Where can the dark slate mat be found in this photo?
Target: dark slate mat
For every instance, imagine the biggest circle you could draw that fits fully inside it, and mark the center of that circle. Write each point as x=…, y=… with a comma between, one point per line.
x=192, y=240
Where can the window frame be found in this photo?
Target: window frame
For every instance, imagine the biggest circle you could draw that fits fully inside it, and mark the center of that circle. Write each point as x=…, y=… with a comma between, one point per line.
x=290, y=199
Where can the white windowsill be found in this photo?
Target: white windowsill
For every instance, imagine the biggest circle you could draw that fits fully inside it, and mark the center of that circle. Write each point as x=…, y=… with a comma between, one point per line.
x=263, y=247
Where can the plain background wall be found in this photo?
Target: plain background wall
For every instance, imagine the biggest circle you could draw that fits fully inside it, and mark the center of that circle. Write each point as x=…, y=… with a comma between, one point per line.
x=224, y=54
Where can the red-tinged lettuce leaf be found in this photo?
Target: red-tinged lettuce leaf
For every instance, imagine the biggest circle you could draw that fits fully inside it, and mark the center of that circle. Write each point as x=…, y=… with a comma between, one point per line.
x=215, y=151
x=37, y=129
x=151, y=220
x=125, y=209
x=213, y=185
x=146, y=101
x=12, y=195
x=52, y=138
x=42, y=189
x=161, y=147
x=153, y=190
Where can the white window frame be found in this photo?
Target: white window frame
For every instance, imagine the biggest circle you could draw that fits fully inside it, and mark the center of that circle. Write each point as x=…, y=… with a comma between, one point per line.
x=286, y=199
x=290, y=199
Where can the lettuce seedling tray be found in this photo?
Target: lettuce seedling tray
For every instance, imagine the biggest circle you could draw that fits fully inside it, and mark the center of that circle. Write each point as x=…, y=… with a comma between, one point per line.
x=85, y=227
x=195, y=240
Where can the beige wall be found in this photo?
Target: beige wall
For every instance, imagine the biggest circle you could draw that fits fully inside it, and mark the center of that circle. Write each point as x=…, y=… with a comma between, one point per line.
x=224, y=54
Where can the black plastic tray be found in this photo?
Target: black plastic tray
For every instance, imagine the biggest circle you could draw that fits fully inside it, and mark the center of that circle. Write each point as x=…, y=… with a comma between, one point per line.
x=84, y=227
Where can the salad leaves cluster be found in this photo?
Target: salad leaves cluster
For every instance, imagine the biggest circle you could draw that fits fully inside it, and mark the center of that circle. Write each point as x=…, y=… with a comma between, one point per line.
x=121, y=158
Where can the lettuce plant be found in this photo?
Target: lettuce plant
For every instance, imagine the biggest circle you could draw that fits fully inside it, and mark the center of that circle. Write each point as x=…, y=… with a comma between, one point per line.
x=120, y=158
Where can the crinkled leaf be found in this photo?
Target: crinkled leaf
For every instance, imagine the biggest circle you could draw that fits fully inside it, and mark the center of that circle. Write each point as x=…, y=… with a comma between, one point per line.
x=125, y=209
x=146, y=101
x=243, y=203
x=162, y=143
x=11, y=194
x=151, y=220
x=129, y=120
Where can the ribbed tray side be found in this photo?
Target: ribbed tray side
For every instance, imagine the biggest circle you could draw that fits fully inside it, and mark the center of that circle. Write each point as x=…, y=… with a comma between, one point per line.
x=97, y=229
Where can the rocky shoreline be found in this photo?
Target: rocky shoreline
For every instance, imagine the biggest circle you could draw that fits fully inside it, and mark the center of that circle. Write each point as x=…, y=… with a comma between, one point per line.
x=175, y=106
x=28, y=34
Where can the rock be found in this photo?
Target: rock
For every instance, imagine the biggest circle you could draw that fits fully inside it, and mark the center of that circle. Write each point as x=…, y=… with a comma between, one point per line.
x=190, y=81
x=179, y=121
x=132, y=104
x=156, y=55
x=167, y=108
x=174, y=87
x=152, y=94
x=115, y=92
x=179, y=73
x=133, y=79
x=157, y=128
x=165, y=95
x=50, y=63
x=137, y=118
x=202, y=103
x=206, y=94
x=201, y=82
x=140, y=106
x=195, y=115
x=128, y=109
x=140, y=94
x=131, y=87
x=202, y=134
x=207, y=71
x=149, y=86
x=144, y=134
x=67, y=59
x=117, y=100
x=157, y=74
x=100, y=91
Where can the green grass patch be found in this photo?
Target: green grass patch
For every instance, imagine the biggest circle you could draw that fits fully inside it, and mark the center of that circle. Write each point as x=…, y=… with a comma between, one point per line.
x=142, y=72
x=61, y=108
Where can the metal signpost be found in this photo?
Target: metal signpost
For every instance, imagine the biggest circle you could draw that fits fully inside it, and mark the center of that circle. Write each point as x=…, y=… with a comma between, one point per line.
━━━━━━━━━━━━━━━━━━━━
What the task asks: Would you please copy exactly the part of the entries above that begins at the line containing "Target: lettuce seedling tray" and ends at the line containing "Target: black plastic tray", both lines included?

Task answer:
Target: lettuce seedling tray
For every instance, imagine the biggest circle you could draw that fits fully inside it, and mark the center of that circle. Write each point as x=…, y=… with a comma between, one point per line.
x=85, y=227
x=195, y=240
Where can the beige wall be found in this photo?
Target: beige wall
For every instance, imagine the biggest circle you could draw that fits fully inside it, and mark the center of that circle. Write each point as x=…, y=… with a comma between, one point per line.
x=224, y=54
Where can the black plastic tray be found in this photo?
Target: black plastic tray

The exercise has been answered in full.